▶ [What you are asked to do] Extend the measurement report on the Ayre MX-R monoblock amplifier, picking up after its final sentence.

▶ [Selected passage]
Ayre MX-R monoblock power amplifier Measurements
Before performing any measurements, I preconditioned the Ayre MX-R by running it for 60 minutes at one-third the specified power into 8 ohms, which is very much the worst case for an amplifier with a class-B output stage. The amplifier got almost too hot to touch at the end of that period, implying a temperature of around 60°C, but the curiously shaped heatsink is obviously efficient enough. It, however, was too hot to touch. Given that the MX-R's circuitry is completely enclosed by the metal chassis and heatsink, I was concerned that raising its temperature might lead to problems. It didn't, but there was some change in both the power level and the measured THD+noise percentage during the preconditioning. Dead cold, the MX-R's output power was exactly 100W into 8 ohms, with 0.018% THD+N. After the hour, the THD+N was 0.0335%, but the power level had dropped to 91W into 8 ohms.
The voltage gain into 8 ohms was lower than usual, at 25.53dB. The amplifier preserved absolute polarity—ie, was non-inverting, with pin 2 of the input XLR jack wired hot—and the input impedance was extremely high, at least 1 megohm even at 20kHz: ie, to specification. The MX-R won't load down the partnering preamplifier at all.
The output impedance was a little higher than average for a solid-state design, at 0.23 ohm at bass and midrange frequencies, rising inconsequentially to 0.25 ohm at 20kHz. There are therefore modest, ±0.2dB response variations visible when the MX-R drives our standard simulated load (fig.1, top trace at 2kHz). Into a resistive load, the amplifier has a very wide small-signal bandwidth, its output being just 2.4dB down at 200kHz, though the bandwidth does decrease slightly into lower impedances. Even so, the audioband response is still flat, even into 2 ohms, and the 10kHz squarewave response into 8 ohms features very low risetimes, with no overshoot or ringing visible (fig.2). The 1kHz squarewave (fig.3) was essentially perfect.

▶ [Given information]

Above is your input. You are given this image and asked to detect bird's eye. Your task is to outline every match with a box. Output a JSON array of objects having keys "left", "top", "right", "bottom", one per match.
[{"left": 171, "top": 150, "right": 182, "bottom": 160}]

▶ [The reply]
Fig.1 Ayre MX-R, frequency response at 2.83V into (from top to bottom at 2kHz): simulated loudspeaker load, 8, 4, 2 ohms (0.5dB/vertical div.).
Fig.2 Ayre MX-R, small-signal 10kHz squarewave into 8 ohms.
Fig.3 Ayre MX-R, small-signal 1kHz squarewave into 8 ohms.
To its credit, the MX-R seemed immune to all the various grounding schemes I tried between it and the Audio Precision test set. However I hooked it up, the unweighted, wideband signal/noise ratio (ref. 2.83V into 8 ohms) was a good 79.6dB, this increasing to an excellent 90dB when the measurement bandwidth was restricted to the audioband and to 92.5dB when A-weighted.
As well as having low noise, the MX-R output a lot of power. Fig.4 shows how the THD+N percentage changed with output power into 8, 4, and 2 ohms. Taking 1% THD+N as the clipping point and driving the MX-R with a 1kHz sinewave, the amplifier clipped at no less than 360W into 8 ohms (25.6dBW), a useful 0.8dB above the specified 300W. The MX-R clipped at 640W into 4 ohms (25.05dBW), again higher than specified. However, when I tested the continuous output power into 2 ohms (fig.4, top trace), the amplifier shut itself off at 775W (22.9dBW) and the front-panel LED went from a continuous blue to flashing red.
Fig.4 Ayre MX-R, distortion (%)vs 1kHz continuous output power into (from bottom to top at 100W): 8, 4, 2 ohms.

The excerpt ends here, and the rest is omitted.